* Task requirements: Rewrite the lines of each listing below, changing "instance" to "occurrence" and keeping everything else the same. Leave the pictures out of your answer.

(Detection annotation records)
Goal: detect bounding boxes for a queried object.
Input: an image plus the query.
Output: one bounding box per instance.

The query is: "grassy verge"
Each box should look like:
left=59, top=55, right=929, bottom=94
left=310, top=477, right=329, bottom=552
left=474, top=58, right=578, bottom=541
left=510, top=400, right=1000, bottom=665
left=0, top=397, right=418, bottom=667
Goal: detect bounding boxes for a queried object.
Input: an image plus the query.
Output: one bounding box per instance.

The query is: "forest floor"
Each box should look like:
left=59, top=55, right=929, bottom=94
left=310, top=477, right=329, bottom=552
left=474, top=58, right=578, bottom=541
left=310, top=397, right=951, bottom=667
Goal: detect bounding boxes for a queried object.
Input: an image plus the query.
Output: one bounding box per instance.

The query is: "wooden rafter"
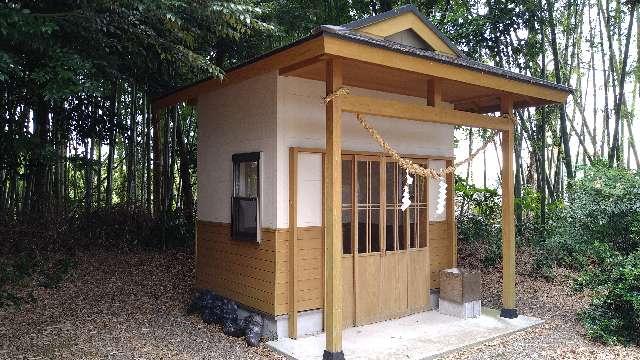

* Output for this task:
Goal: detect bounding boxes for a queried object.
Input: an image plus the query.
Output: one bounding box per occurrence.

The query is: "grassy verge"
Each box should look like:
left=59, top=55, right=929, bottom=94
left=310, top=477, right=329, bottom=552
left=474, top=58, right=578, bottom=541
left=510, top=400, right=1000, bottom=665
left=0, top=397, right=418, bottom=667
Goal: detect bounding boxes for a queried object.
Input: an image plus the query.
Output: one bounding box per occurrence.

The query is: "forest floor"
Each box should look like:
left=59, top=55, right=929, bottom=94
left=310, top=477, right=329, bottom=552
left=474, top=58, right=578, bottom=541
left=310, top=397, right=951, bottom=667
Goal: detect bounding boxes for a queried object.
Input: an image plus the query.
Output: one bounding box per occurrence.

The query is: "wooden rafter"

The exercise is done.